▶ _ARTICLE_:
Wanna take a guess how many times I've treated bites? Enough that I keep the First Aid kit next to the cage.


----------



## catty-ratty

You need a sign that says, 'These premisis are guarded by attack rats!'

I have one of those stickers on the front door that advises firemen that there are pets inside. There are boxes for how many dogs, how many cats, and how many 'other' with a space to write what the other is. Before I had rats, in the 'other', I wrote husband, 1.


----------



## RatAtat2693

catty-ratty said:


> You need a sign that says, 'These premisis are guarded by attack rats!'
> 
> I have one of those stickers on the front door that advises firemen that there are pets inside. There are boxes for how many dogs, how many cats, and how many 'other' with a space to write what the other is. Before I had rats, in the 'other', I wrote husband, 1.


Hahaha. I love that. I live in a duplex, though, and there's quite literally always someone home.

Sadly, I'm pretty sure that in an emergency, I wouldn't be able to get the girls out of their cage. (Though I would certainly try.) They're just so skittish and adding in the panic of their new emergency situation would probably leave them running into the flames. But I keep gloves next to their cage in case I need to immediately remove them from a situation. Keeps my hands from being mince-meat if they panic. 

(Note: If you are rehabilitating rats, do not use gloves. Does nothing for you and if they aren't a good quality leather, you could end up worse than before.)


----------



## Tickleme2

I try to avoid feeding my rats treats through the bars of the cage as I think this may encourage the "grab it and run" reaction from the rats. I find if I place the treat in my open hand, placed on the bottom of the cage, they seem to react with a little more caution... and gentleness. Having said all that, if someone insisted on poking their finger into the cage after being warned not to, and was bitten, my response would be to tell them they passed the "Dumber Than a Bag Of Hammers" test!


----------



## Tiwohunter

I have issues with people and my male Sousuke. He's a ruby red eye champagne hooded, very very handsome and my largest male. Everyone goes for him first. I caution them to make sure he SEES you, make some noise. My bf reached in and got a pretty nasty bite when he tried to stroke Sous while he was grooming himself and otherwise occupied. *sigh* I'd bite them too.

▶ _DATA SEGMENT_:
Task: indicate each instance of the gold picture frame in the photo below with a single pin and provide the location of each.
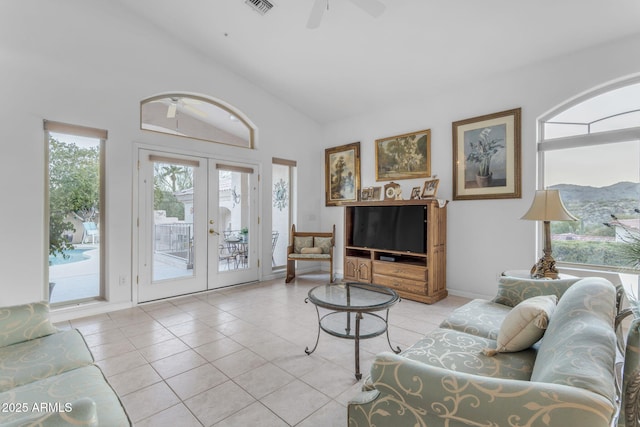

▶ _STATED EXERCISE 1_: In the pet rat thread, where does Tickleme2 place a treat instead of passing it through the cage bars?
▶ _STATED EXERCISE 2_: Please continue the pet rat thread from the point where it stops.

▶ _WRITTEN RESPONSE 1_: In an open hand placed on the bottom of the cage.

▶ _WRITTEN RESPONSE 2_:
----------



## RatAtat2693

Tiwohunter said:


> I have issues with people and my male Sousuke. He's a ruby red eye champagne hooded, very very handsome and my largest male. Everyone goes for him first. I caution them to make sure he SEES you, make some noise. My bf reached in and got a pretty nasty bite when he tried to stroke Sous while he was grooming himself and otherwise occupied. *sigh* I'd bite them too.


Yeah - you have to be careful about that. Really no rat should be biting you under any circumstance, but stuff happens.


----------



## cirice

My three girls are super sweet. They'd never bite me on purpose. But anyone else? Nope, they'll draw blood through the cage bars. I always say, don't touch them through the bars. I can do it, but only because they know my scent. If someone wants to pet them, I'm more than happy to get them out of the cage for the guest. But DO NOT EVER stick your fingers in the bars!


----------



## Zoreo

This is so true!! My little man, Ozzie, is a beautiful black blazed boy, so people usually prefer him over Zeus, my black Rex boy (he looks a bit like a sewer rat LOL). But, Oreo is a bit protective of his cage and doesn't let any oil' newcomer stick their fingers in the cage. If they do, well a nasty surprise for them is in store. Even the dogs know to stay away from him, as he has actually gotten their noses a few times!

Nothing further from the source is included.